#### [Direction]
Rewrite every one of these lines with "sample" swapped for "example", leaving all other text untouched.

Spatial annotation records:
________
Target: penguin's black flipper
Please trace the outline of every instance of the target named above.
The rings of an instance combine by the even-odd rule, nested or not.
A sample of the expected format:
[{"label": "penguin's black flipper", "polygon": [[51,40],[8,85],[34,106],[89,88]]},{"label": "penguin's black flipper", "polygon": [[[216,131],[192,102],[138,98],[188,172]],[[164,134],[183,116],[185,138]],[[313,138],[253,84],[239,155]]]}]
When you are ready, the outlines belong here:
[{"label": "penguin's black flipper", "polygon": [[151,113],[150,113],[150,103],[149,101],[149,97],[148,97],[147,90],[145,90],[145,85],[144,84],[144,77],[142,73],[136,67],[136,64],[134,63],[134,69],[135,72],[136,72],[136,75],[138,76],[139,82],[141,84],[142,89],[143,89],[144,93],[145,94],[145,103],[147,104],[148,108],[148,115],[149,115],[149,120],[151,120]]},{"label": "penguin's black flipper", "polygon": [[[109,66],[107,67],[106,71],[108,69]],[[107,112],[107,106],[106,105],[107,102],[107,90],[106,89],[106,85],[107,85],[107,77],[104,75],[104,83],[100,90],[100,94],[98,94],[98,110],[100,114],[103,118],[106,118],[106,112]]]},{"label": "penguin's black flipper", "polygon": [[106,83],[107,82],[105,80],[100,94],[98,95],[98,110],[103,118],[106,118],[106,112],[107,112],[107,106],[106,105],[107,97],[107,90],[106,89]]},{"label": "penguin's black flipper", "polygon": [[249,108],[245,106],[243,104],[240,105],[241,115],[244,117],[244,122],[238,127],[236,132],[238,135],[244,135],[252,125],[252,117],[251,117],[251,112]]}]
________
#### [The output]
Target: penguin's black flipper
Please trace the outline of every instance of the target named above.
The rings of an instance combine by the even-odd rule, nested or not.
A example of the expected format:
[{"label": "penguin's black flipper", "polygon": [[51,40],[8,85],[34,106],[89,88]]},{"label": "penguin's black flipper", "polygon": [[[216,131],[192,102],[138,98],[188,172]],[[164,134],[183,116],[185,138]],[[313,138],[253,84],[239,155]]]}]
When you are ready, the outlines belong here:
[{"label": "penguin's black flipper", "polygon": [[151,113],[150,113],[150,103],[149,101],[149,97],[148,97],[147,90],[145,90],[145,85],[144,84],[144,77],[142,73],[136,67],[136,64],[134,63],[134,69],[135,72],[136,72],[136,75],[138,76],[139,82],[141,84],[142,89],[143,89],[144,93],[145,94],[145,103],[147,104],[148,108],[148,115],[149,115],[149,120],[151,120]]},{"label": "penguin's black flipper", "polygon": [[[109,66],[107,67],[106,71],[108,69]],[[107,112],[107,106],[106,105],[107,102],[107,90],[106,89],[106,85],[107,85],[107,77],[104,75],[104,83],[100,90],[100,94],[98,94],[98,110],[100,114],[103,118],[106,118],[106,112]]]},{"label": "penguin's black flipper", "polygon": [[106,83],[107,82],[105,80],[100,94],[98,95],[98,110],[103,118],[106,118],[106,112],[107,112],[107,106],[106,105],[107,97],[107,90],[106,89]]},{"label": "penguin's black flipper", "polygon": [[249,108],[245,106],[243,104],[240,105],[241,115],[244,117],[244,122],[238,127],[236,132],[238,135],[244,135],[252,125],[252,117],[251,117],[251,112]]}]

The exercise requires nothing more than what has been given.